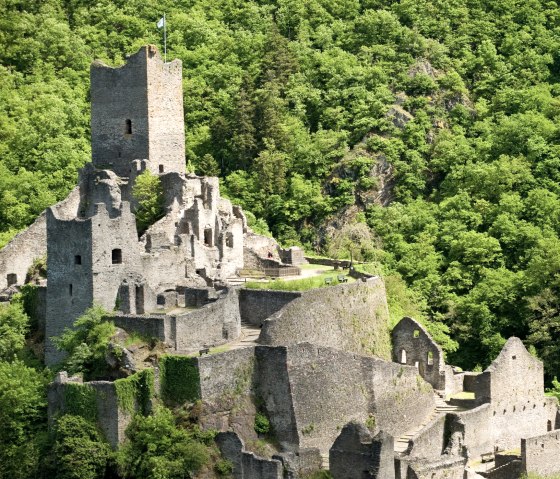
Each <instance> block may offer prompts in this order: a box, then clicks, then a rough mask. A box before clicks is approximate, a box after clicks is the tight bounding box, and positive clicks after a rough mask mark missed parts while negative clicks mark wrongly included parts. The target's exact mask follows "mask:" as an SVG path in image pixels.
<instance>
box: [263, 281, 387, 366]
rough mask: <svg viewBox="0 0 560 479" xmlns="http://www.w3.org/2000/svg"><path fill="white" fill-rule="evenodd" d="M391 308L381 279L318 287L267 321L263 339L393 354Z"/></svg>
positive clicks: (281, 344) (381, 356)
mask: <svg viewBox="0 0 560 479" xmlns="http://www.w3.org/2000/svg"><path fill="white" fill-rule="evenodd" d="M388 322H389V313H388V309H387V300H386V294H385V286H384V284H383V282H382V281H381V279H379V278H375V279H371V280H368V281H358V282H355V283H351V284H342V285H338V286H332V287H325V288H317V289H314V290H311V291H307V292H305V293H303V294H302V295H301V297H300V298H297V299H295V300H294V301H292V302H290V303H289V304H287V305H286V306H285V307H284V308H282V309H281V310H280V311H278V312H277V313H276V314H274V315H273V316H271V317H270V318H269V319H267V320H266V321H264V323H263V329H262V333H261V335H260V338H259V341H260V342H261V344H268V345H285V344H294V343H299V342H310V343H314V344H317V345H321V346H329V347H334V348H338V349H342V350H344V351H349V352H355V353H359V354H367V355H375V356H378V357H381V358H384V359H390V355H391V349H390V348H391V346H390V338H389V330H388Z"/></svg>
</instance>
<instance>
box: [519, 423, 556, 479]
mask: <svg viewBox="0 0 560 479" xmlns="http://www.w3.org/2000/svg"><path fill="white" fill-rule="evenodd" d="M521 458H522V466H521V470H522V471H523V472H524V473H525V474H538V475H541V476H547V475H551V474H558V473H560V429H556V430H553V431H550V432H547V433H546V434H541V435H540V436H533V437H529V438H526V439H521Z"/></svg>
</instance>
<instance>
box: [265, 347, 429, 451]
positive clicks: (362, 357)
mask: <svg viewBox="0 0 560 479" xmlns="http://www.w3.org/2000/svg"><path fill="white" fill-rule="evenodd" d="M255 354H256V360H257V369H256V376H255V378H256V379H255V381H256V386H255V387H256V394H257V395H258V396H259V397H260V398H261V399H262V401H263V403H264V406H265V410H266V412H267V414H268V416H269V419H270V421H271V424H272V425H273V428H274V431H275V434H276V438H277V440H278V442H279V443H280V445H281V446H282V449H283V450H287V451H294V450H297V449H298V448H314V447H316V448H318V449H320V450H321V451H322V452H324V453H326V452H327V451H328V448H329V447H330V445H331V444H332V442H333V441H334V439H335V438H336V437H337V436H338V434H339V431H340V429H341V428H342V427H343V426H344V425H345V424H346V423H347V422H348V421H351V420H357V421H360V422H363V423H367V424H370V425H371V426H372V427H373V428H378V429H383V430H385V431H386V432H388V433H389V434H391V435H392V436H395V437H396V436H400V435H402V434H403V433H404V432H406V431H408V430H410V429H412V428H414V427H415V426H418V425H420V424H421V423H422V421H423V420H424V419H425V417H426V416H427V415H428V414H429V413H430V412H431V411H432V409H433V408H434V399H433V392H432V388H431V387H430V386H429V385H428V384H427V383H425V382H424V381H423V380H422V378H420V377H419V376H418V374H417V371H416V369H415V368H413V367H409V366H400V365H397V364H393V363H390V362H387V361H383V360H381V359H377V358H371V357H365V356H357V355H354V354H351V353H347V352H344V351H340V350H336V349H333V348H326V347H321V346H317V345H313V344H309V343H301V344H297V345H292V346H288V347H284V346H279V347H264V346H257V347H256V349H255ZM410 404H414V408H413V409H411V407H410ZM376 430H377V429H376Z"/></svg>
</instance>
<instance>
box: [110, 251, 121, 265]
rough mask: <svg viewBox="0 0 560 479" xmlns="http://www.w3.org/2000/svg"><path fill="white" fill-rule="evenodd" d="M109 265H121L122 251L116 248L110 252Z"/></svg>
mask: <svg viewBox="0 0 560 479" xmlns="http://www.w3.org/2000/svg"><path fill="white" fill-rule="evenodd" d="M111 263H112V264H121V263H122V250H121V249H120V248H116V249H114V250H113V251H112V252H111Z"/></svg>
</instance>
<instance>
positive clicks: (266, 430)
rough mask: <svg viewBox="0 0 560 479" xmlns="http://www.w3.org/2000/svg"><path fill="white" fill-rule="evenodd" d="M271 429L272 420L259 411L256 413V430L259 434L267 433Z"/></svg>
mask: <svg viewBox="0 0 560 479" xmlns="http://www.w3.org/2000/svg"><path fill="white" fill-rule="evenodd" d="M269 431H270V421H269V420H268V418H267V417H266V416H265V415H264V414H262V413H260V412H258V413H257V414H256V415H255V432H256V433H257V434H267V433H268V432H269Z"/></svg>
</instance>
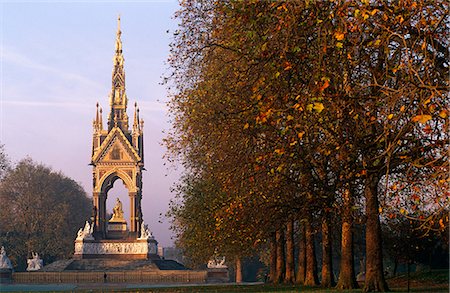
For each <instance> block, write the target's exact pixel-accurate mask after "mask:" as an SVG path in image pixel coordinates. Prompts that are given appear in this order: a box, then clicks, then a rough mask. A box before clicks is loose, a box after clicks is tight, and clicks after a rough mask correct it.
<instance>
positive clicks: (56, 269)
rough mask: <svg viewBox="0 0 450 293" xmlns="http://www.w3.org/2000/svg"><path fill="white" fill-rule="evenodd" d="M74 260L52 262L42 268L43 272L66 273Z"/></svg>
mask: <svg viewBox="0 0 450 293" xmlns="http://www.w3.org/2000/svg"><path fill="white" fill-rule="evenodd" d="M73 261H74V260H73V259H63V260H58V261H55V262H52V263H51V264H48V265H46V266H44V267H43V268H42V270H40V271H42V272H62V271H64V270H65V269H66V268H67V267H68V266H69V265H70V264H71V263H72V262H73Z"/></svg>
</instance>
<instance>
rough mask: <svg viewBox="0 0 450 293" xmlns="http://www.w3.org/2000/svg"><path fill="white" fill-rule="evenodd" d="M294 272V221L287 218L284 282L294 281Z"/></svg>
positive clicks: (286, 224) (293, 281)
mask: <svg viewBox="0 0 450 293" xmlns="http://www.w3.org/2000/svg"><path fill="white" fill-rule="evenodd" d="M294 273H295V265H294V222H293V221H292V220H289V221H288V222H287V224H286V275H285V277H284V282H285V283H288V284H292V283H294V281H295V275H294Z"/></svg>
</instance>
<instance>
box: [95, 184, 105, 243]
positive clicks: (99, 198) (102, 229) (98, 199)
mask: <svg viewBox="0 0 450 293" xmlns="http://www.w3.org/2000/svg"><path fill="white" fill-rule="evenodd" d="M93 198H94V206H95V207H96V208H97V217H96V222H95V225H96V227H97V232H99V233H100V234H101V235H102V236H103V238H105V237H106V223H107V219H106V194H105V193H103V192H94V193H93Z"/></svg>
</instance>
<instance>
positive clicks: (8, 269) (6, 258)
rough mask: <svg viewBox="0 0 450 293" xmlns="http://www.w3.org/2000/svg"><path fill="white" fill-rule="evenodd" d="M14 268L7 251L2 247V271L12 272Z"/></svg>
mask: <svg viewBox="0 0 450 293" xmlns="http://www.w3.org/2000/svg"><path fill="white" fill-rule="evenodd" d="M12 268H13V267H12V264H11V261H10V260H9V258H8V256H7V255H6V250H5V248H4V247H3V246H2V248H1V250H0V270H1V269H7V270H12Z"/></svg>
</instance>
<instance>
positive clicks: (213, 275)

-- Énoncé du problème --
Repérez et recopiez chaque ligne des enregistrements où figure la chaîne "that", en respectant la casse.

-- Résultat obtenu --
For each <instance> block, write the target's exact pixel-accurate mask after "mask:" as an SVG path in image pixel coordinates. Prompts that are given appear in this order: a box, then clicks, then a rough mask. A box before clicks is loose, a box after clicks is tight, and clicks after a rough mask correct it.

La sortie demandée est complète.